GIVEN EXERCISE A: Extract every row that contains the string "grass", treating case as significant.

EXCERPTED TEXT:
** BEGIN **

10.2:  The Company shall not be liable for loss from package, or an unpacked consignment, or for damage unless such loss or damage is noted on the consignment note or delivery document and the Company is advised in writing (otherwise than on the consignment note or delivery document) within 3 days after the termination of transit in cases of outwardly non-visible loss or damage to unchecked Goods and full particulars of the claim are received in writing within 14 days after the date when the Goods are received at the Customer's premises.
10.3:  The Company shall not be liable for loss or non-delivery of the whole of the consignment or of any separate package forming part of the consignment unless the Company is advised of the loss or non-delivery in writing (other than on the consignment note or delivery document) within 14 days from the date when the Goods leave the Company's premises and any claim is made in writing within 21 days from the said date. For the purpose of this Condition in the computation of time where the period provided is 3 days or less. Saturdays, Sundays and Public Holidays shall not be included.
10.4:  The Company's liability in the event of a valid claim for non-delivery, partial loss or damage and in respect of Goods which the Company accepts are not of reasonable quality is limited to giving the Customer a reasonable credit or allowance in respect thereof (or at the option of the Company to replace the Goods) but in no circumstances whatever shall the maximum liability of the Company for Goods of poor quality or for non delivery, partial loss or damage exceed the value of the invoice (exclusive of Value Added Tax or other similar tax) of the Goods concerned. If any such credit or allowance is made or the Goods are replaced as aforesaid the Customer shall make no further claim against the Company in respect of the Goods or for any alleged consequential loss arising from their defective condition or from non-delivery, partial loss or damage.
10.5:  If Goods are accepted for return by the Company and upon a thorough examination by the Company the complaint is not upheld the Company may in its absolute discretion levy a restocking charge against the Customer and the proportion of carriage costs attributable to such Goods will not be refunded.
10.6:  Returns of damaged Goods or wrongly delivered Goods which have been agreed by the Company will only be accepted within two weeks following the Company so accepting in writing. All packaging must be returned without marks there upon.
11. RISK:   Goods supplied by the Company shall be at the Customer's risk immediately on delivery to the Customer or into custody on the Customer's behalf (whichever is the sooner) and the Customer should therefore be insured accordingly.
12. WARRANTY AND GUARANTEE:   Warranty will be in accordance with the guarantees issued by the manufacturer or installer concerned, providing that they comply with the current legislation on Fair Trading.
12.1:  Other than the warranty issued by the manufacturer or installer the Company gives no warranty or representation whatsoever relating to the Goods or any of them and none shall be implied in any contract entered into by the Company and any statutory condition or warranty or representation relating in any way to the subject matter of the contract is hereby excluded insofar as the same can be legally excluded.

** END **

RECORDS FOR THIS EXERCISE:

** BEGIN **

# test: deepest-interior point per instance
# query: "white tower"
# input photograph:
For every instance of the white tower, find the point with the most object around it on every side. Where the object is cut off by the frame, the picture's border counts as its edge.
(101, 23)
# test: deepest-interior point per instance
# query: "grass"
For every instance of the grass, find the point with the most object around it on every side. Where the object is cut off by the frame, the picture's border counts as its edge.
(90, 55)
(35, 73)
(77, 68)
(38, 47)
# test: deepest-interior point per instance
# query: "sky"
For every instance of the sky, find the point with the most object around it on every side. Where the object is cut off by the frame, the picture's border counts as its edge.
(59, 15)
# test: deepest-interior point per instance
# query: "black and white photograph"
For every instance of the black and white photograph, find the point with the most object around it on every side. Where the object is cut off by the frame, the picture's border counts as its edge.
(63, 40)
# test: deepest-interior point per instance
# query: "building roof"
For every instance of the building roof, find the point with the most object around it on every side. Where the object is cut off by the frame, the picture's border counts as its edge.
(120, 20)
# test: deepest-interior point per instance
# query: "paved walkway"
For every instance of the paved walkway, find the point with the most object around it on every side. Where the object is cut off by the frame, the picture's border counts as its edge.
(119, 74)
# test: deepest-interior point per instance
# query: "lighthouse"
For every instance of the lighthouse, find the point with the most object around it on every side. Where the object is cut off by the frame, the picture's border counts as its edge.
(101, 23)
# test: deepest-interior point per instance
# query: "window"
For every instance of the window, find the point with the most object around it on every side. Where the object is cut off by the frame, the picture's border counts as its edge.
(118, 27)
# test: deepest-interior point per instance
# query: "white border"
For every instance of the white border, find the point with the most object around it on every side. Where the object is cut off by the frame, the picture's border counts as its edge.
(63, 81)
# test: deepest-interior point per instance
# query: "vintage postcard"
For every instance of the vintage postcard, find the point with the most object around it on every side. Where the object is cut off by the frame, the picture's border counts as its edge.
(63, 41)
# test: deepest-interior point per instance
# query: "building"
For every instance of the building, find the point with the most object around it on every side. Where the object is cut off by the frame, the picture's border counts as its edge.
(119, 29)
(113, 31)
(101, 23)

** END **
** BEGIN **

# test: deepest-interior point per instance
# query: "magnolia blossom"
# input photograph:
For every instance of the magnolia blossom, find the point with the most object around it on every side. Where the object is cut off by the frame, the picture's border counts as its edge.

** END **

GIVEN EXERCISE B: Using the terms and conditions, decide whether each statement agrees with the text, answering yes or no and quoting the words that decide it: (i) The Company must be advised of non-delivery in writing within 14 days from the date the Goods leave its premises. (ii) Agreed returns of damaged Goods are accepted within four weeks of the Company's written acceptance. (iii) Goods are at the Customer's risk immediately on delivery to the Customer.

FULL RESPONSE A:
# query: "grass"
For every instance of the grass, find the point with the most object around it on every side. Where the object is cut off by the frame, the picture's border counts as its edge.

FULL RESPONSE B:
(i) Yes: "unless the Company is advised of the loss or non-delivery in writing (other than on the consignment note or delivery document) within 14 days from the date when the Goods leave the Company's premises"
(ii) No: "will only be accepted within two weeks following the Company so accepting in writing"
(iii) Yes: "Goods supplied by the Company shall be at the Customer's risk immediately on delivery to the Customer"